Marsé
Yo nací en la calle Lepanto, a la espalda del Ayuntamiento de Granada, entre una casa de socorro y un despacho de quinielas. Mientras los adultos pasaban en dirección a la calle Jazmín, que era una calle de putas, los niños inventábamos juegos entre la acera de la ilusión y la acera de la desgracia. Un día descubrí que desde la terraza de mis abuelos, que vivían en el número 7, no resultaba difícil saltar a los tejados y convertir las soledades de la ciudad en una aventura. Veía la sierra, las cúpulas de algunas iglesias, los mecanismos traseros del reloj del Ayuntamiento, las sábanas tendidas y mis zapatos prudentes, que se movían con el cálculo matemático que requieren los tejados.
Para vivir en las nubes conviene mucho mirarse los zapatos. Espiar las entrañas del reloj era como hacerse dueño del tiempo de la ciudad, someter los recuerdos y las adivinaciones, la prisa o la espera de las plazas, a mi fantasía. El tiempo ajustaba cuentas con la realidad, jugaba a mi favor, hacía flexible el gris de las tardes de invierno o aprovechaba los cielos de junio, en esos momentos en los que el azul coincide con la buena tristeza o con la vida. Eso lo aprendí en los tejados de la calle Lepanto y en la literatura, un buen modo de mojar los zapatos con las lluvias de otras ciudades y de otros relojes. He sido niño en Granada, pero mi tiempo pertenece también a los cines de barrio de Barcelona, y a los atardeceres de Oviedo, y a la gente que mira la hora en la puerta de una cafetería de Madrid.

Entradas del conjunto de datos:
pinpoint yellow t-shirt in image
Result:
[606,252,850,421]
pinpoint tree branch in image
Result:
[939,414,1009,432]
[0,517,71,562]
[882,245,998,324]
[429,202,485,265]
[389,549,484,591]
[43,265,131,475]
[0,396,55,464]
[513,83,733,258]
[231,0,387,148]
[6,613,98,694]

ENUNCIADO:
Traduce al inglés esta oración del fragmento sobre la calle Lepanto: «Para vivir en las nubes conviene mucho mirarse los zapatos».

SOLUCIÓN ESCRITA:
To live in the clouds, it helps a great deal to look at your shoes.